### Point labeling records
********

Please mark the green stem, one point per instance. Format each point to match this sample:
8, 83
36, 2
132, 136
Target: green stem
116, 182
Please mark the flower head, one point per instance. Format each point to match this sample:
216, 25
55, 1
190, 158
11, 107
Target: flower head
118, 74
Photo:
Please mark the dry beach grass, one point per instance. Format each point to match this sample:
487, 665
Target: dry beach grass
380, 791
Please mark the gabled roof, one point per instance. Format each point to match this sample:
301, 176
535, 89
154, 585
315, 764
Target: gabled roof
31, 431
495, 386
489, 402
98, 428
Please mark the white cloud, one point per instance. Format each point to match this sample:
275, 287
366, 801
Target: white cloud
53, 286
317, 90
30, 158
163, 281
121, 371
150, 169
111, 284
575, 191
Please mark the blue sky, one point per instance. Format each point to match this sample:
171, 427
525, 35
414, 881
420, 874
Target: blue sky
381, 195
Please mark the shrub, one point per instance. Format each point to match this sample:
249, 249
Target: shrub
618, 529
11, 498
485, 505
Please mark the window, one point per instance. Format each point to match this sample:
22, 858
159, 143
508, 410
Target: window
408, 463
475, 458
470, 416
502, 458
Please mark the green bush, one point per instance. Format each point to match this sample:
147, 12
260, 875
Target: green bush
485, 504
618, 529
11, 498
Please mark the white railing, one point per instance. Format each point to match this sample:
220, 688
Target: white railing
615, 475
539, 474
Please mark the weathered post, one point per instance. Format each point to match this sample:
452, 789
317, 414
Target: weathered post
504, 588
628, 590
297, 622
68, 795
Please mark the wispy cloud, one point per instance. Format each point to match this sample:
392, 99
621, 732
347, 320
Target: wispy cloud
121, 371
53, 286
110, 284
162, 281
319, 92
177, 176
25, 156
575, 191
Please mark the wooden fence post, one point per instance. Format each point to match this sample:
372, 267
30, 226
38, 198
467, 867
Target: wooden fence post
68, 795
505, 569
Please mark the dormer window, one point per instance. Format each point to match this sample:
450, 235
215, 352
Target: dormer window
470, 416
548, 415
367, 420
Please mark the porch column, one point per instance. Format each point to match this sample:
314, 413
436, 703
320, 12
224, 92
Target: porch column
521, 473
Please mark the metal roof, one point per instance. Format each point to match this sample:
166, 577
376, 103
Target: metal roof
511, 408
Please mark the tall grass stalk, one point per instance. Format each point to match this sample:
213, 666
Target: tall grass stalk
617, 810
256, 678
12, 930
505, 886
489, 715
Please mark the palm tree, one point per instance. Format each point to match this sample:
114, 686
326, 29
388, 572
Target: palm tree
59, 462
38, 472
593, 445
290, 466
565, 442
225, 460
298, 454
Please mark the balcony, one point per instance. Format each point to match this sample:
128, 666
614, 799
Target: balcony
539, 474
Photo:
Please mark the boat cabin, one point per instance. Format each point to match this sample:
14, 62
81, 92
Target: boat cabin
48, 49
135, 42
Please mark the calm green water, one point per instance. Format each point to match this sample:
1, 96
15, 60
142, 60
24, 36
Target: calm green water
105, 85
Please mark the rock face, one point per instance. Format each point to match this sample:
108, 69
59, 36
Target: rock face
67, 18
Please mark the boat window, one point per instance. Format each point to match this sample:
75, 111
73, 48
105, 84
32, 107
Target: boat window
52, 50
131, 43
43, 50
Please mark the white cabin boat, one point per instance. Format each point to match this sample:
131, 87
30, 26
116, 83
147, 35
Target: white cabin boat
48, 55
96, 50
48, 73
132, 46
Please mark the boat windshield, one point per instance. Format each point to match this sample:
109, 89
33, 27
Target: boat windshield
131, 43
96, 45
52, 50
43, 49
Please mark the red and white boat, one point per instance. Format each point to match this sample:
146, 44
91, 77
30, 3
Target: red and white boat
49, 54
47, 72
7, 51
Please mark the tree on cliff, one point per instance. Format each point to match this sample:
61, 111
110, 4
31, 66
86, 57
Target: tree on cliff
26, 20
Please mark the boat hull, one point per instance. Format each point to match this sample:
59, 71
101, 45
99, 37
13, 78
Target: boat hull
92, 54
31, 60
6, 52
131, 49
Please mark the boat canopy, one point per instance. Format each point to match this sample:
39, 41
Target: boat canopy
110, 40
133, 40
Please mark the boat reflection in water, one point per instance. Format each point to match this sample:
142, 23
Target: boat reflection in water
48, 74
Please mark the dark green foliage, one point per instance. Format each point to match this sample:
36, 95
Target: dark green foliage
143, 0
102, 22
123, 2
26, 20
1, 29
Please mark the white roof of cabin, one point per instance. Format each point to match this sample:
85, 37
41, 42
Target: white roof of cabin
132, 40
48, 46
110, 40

********

### THE REQUEST
Shift the answer coordinates by adding 62 to every number in them, leaving the requests and their format samples unchanged. Reproduce only the stretch from the line containing "Please mark the white roof" through the end of the records, with all of its lines included.

### FINISHED ANSWER
Please mark the white roof of cabin, one point per instance. Format each point to match this sample:
85, 37
41, 42
Target: white roof of cabin
194, 102
110, 108
172, 102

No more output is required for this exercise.